● Activity: Restate, word for word, each record that follows.

● Data records:
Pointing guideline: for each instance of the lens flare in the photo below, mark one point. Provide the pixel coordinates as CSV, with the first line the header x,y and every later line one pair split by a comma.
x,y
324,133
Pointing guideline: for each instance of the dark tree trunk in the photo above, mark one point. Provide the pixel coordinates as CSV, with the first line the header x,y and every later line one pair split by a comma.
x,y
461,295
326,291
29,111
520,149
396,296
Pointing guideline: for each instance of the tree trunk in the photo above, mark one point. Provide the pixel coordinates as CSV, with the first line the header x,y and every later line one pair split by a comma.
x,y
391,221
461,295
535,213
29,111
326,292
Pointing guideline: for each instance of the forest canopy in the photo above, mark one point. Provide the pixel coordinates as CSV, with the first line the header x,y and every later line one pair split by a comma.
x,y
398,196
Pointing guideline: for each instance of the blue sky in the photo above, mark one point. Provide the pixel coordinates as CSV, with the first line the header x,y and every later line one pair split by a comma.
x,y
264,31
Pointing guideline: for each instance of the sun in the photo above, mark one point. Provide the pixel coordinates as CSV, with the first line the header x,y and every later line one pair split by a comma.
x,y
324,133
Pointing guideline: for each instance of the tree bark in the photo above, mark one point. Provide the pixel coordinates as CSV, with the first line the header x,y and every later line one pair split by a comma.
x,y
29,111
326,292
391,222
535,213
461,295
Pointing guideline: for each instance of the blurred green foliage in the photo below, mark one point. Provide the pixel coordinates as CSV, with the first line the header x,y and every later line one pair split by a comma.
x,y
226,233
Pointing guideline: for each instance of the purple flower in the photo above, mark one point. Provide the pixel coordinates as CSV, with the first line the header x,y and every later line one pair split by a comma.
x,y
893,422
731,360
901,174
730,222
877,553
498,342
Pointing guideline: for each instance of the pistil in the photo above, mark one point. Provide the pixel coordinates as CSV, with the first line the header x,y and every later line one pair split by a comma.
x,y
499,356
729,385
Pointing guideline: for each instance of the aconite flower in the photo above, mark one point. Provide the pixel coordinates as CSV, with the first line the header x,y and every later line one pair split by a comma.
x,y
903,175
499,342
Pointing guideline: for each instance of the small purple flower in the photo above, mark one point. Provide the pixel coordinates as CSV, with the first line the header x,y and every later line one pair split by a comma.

● Answer space:
Pointing guideline: for each instance of the lens flare in the photo below, mark one point. Provide the pixel coordinates as CSV, with the first line the header x,y and every later line one pair split by a comma.
x,y
324,133
Pointing guideline: for each instance of the dark tree trunk in the photo above, mark one point. Provide the pixel coordinates as CSV, with the first line the header x,y and every later line one pair split by a comma.
x,y
461,295
326,291
29,111
520,149
396,296
Pointing guideline: for each instance of the tree trunk in the photo above, mark one point. Provide the pixel coordinates as CSV, with the first line the header x,y and every later line one pair split by a comma.
x,y
391,221
461,295
535,213
29,111
326,292
Pointing guideline: for each instance of the forest canopy in the photo above, mark one point. Provide the pixel coordinates as CSV, with the first line the header x,y and every later line one pair split by a comma.
x,y
398,196
Pointing guideline: for each instance of the blue sky in the photo above, mark one point. Provide the pixel coordinates as CSV, with the first line the header x,y and every later line one pair split by a comma.
x,y
264,31
Pointing guideline: for each instance of the sun in the photo above, mark one point. Provide the pixel coordinates as CSV, with the first line the header x,y and every later line one pair split by a comma.
x,y
324,133
Pointing guideline: for each instance of the tree bark in the photo above, mark one point. Provide the pixel coordinates as CSV, with the first line the header x,y and every later line one pair split by a comma.
x,y
29,111
326,292
391,222
535,213
461,295
Pointing guideline: for each instance of the blurred green foliage in the photo below, mark one point. Provide the pixel coordinates as CSV, with the first line the header x,y and every later line one pair split by a comma.
x,y
226,233
Pointing guideline: for each instance of the purple flower in the photo above, mark one point. Provide the pixel coordinates as CSV, with the first line the header x,y and every later line one pair split by a comma.
x,y
893,422
731,360
901,174
730,222
877,553
498,342
Pointing guideline: for each instance of the pistil in the photo above, mark one point. Provide the pixel coordinates as CSV, with the first line the header x,y and every later line one pair split by a comma.
x,y
499,356
729,385
Pointing guideline: for each instance of the aconite flower in the photo above, mark one point. Provide the pixel coordinates as CSV, with the first line the header x,y and every later line one pair split by a comma.
x,y
903,175
499,342
Pointing guideline: for each instance of the small purple flower in the photo above, mark one point. Provide the pixel coordinates as CSV, with the first line the header x,y and every later line one pair split by a comma.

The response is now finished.